● TASK PROMPT:
Repeat every entry in the listing below, exactly.

>> start RECORDS SUPPLIED

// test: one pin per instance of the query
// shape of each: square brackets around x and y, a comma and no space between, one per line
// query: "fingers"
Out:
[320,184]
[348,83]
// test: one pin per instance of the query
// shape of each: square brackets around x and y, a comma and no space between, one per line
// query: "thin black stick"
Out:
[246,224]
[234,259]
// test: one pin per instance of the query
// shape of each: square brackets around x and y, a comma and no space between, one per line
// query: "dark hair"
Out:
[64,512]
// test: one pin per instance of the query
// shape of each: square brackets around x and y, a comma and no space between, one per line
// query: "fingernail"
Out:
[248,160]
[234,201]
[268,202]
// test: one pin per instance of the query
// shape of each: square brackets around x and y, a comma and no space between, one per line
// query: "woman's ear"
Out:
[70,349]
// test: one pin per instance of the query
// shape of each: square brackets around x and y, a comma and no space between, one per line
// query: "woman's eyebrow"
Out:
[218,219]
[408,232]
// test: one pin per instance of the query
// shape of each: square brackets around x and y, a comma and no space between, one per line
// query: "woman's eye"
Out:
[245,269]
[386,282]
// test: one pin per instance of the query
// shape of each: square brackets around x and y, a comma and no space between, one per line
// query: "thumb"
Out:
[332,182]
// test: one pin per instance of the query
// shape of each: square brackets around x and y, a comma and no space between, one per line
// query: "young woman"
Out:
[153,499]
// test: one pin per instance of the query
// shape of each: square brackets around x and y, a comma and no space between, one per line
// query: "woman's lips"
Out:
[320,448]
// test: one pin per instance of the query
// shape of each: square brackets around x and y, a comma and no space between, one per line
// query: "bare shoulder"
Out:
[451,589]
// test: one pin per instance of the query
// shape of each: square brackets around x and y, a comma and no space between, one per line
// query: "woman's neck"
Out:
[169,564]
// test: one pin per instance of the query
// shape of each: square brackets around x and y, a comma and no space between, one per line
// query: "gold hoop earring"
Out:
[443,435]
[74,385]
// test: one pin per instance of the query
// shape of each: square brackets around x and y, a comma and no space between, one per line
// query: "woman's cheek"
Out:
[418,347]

>> end RECORDS SUPPLIED

● OUTPUT FOR THIS EXERCISE:
// test: one pin per instance of the query
// shape of each: square brackets around x and y, a comma and no space between, one per line
// query: "fingers"
Out:
[320,184]
[348,83]
// test: one pin per instance of the query
// shape of each: square brackets around x and y, a comma and no space between, one per line
// query: "thin black stick"
Out:
[246,224]
[234,259]
// test: one pin per instance of the query
// shape of each: square brackets around x and y, a comma and no space between, one per line
// query: "dark hair"
Out:
[64,512]
// test: one pin per instance of the query
// shape of each: square brackets around x and y, a comma and no space between, one per line
// query: "fingernail"
Out:
[248,160]
[234,201]
[268,202]
// test: one pin per instance of the query
// shape of each: square brackets around x and y, a comma and no space between, one per line
// query: "woman's ear"
Out:
[70,349]
// test: one pin per instance of the query
// shape of each: square brackets around x and y, a comma and no space between, one per line
// query: "woman's eyebrow"
Out:
[218,219]
[408,232]
// test: one pin per instance of the query
// shape of each: square brackets around x and y, a comma and no space between, one per line
// query: "woman's eye"
Out:
[245,269]
[386,282]
// test: one pin per instance of the query
// shape of each: square brackets around x and y, a comma and no space between, one per line
// query: "thumb"
Out:
[332,182]
// test: one pin per instance of the query
// shape of each: square brackets around x and y, a comma and no space between, one per line
// query: "young woman"
Out:
[153,499]
// test: one pin per instance of the query
// shape of each: square brackets around x and y, a comma and no space between, one per line
// query: "woman's lips"
Out:
[320,448]
// test: one pin per instance of the query
// shape of each: square brackets around x and y, a comma and no space between, one per line
// query: "bare shoulder"
Out:
[451,589]
// test: one pin per instance of the query
// shape of each: square brackets around x and y, a comma and no space between, one per line
// query: "woman's neck"
Out:
[169,564]
// test: one pin per instance of the query
// shape of each: square brackets around x and y, a comma and no space between, one per line
// query: "gold hoop earring"
Out:
[443,435]
[74,385]
// test: one pin per instance of the query
// shape of each: square brackets around x and y, a comma and no space between, one per line
// query: "woman's cheek"
Out:
[418,347]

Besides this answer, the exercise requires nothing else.